*WHAT TO DO*
• 1. Answer these from the encryption passage, one line each:
(a) What office does Amber Rudd hold?
(b) Which forum are the tech giants promoting?
(c) On what date was Natasha Lomas's article published?
• 2. List every tech company named in the encryption passage.
• 3. Print the part of the encryption passage starting with "End-to-end encryption that" and going on through "27, 2017, article.".

*EXTRACT TO READ*

....................

End-to-end encryption that is theoretically impossible for governments or anyone else to crack is available to the public. A debate is raging over whether everyday internet denizens need end-to-end encryption. United Kingdom Home Secretary Amber Rudd recently called for a ban on encrypted communications that don't have a "backdoor" that government can use to decrypt them, as the Guardian's Jonathan Haynes writes in an March 27, 2017, article.
Facebook, Google, Microsoft, Twitter, and other tech giants are responding to the call for encryption backdoors by promoting the Global Internet Forum to Counter Terrorism (GIFCT), which Rudd and other government officials support. TechCrunch's Natasha Lomas writes in an August 1, 2017, article that Rudd's claims about end-to-end encryption in a July 31, 2017, post on the Telegraph are "knotted with bizarre claims, contradictions, and logical fallacies."

....................

*RECORD EXCERPTS*
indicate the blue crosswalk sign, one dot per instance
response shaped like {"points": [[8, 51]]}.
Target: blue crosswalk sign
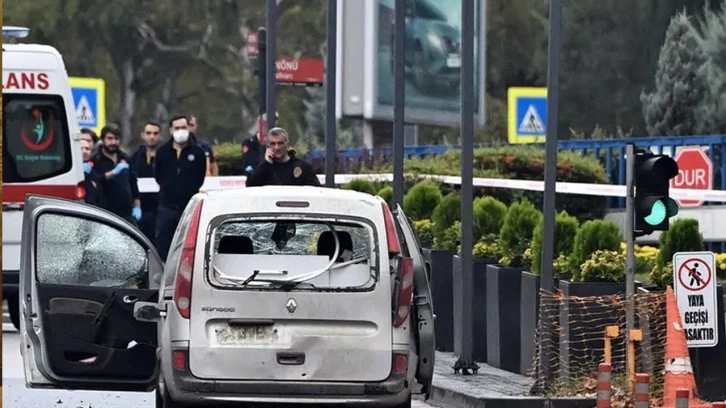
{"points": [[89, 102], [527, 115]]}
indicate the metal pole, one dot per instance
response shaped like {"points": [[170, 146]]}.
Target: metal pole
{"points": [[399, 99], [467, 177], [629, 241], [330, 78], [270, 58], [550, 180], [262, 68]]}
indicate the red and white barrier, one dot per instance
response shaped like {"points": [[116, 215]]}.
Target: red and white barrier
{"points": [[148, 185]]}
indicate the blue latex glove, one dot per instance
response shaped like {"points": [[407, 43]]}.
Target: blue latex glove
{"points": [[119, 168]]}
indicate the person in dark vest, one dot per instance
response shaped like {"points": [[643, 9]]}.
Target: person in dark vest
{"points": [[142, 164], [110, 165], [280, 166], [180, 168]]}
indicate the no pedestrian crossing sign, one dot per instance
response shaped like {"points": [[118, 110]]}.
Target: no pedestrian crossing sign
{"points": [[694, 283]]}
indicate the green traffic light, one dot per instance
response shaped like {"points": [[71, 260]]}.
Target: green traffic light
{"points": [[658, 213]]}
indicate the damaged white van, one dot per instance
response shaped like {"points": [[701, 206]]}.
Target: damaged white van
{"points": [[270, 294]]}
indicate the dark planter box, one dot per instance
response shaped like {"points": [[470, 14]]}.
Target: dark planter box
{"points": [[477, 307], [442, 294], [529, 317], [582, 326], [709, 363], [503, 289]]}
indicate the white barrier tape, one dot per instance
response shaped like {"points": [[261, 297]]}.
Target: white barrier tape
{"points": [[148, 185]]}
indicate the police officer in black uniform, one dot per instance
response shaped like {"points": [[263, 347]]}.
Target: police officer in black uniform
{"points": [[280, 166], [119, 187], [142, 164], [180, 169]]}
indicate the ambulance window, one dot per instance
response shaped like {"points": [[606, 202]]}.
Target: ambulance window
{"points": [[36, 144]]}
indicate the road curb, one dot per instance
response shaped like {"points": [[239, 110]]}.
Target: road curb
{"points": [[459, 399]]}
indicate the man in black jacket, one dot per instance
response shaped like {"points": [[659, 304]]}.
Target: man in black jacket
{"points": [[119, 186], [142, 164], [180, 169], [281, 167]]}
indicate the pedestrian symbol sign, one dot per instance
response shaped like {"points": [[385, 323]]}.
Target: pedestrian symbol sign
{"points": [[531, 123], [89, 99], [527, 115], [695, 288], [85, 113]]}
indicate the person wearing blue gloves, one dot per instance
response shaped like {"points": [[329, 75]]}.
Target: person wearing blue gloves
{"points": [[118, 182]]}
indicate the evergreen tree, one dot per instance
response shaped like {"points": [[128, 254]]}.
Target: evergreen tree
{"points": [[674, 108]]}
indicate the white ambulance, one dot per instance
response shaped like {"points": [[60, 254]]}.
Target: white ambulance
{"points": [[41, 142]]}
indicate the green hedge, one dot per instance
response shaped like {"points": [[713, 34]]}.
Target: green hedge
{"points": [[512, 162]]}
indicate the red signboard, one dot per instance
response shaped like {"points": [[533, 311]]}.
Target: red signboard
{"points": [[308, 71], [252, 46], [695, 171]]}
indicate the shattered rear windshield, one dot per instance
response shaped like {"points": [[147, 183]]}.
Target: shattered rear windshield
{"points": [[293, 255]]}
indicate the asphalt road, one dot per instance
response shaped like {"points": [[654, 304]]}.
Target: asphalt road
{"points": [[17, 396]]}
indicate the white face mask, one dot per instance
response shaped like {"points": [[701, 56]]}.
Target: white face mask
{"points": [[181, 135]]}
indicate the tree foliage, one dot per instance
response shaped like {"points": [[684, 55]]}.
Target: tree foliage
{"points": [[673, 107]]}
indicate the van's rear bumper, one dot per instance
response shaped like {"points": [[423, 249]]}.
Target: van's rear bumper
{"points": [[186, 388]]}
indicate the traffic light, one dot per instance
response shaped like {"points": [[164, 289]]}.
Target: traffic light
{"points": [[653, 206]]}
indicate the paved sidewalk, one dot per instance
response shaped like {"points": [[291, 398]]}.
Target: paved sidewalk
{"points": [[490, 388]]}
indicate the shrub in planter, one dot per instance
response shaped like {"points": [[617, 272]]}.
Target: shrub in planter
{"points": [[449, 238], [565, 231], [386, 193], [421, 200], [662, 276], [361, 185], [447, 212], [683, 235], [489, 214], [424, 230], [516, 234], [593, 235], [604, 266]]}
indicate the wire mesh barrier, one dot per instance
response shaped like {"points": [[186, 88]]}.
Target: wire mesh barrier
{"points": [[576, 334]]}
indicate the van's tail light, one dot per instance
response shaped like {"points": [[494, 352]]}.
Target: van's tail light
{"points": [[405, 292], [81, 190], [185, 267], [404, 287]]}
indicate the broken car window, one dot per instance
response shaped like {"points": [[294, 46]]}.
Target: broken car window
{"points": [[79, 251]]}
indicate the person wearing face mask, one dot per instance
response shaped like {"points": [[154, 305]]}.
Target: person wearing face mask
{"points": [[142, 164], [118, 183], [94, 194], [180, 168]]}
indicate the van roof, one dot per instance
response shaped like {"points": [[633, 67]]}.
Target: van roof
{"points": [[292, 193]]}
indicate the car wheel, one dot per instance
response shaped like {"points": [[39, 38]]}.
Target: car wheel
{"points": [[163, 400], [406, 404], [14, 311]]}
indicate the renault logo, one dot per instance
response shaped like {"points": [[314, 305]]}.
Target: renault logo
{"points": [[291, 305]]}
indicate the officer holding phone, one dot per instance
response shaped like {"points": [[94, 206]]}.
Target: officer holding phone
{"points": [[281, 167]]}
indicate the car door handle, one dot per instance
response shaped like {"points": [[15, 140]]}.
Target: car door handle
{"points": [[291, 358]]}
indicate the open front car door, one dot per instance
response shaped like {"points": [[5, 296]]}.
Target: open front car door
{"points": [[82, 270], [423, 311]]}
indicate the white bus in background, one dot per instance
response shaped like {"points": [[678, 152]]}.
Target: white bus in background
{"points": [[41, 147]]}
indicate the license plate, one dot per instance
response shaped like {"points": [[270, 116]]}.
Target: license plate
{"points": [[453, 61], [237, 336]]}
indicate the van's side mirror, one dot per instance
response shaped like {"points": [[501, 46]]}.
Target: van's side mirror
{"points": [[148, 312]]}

....................

*TASK ANSWERS*
• 1.
(a) United Kingdom Home Secretary
(b) The Global Internet Forum to Counter Terrorism (GIFCT)
(c) August 1, 2017

• 2. Facebook, Google, Microsoft, Twitter

• 3.
End-to-end encryption that is theoretically impossible for governments or anyone else to crack is available to the public. A debate is raging over whether everyday internet denizens need end-to-end encryption. United Kingdom Home Secretary Amber Rudd recently called for a ban on encrypted communications that don't have a "backdoor" that government can use to decrypt them, as the Guardian's Jonathan Haynes writes in an March 27, 2017, article.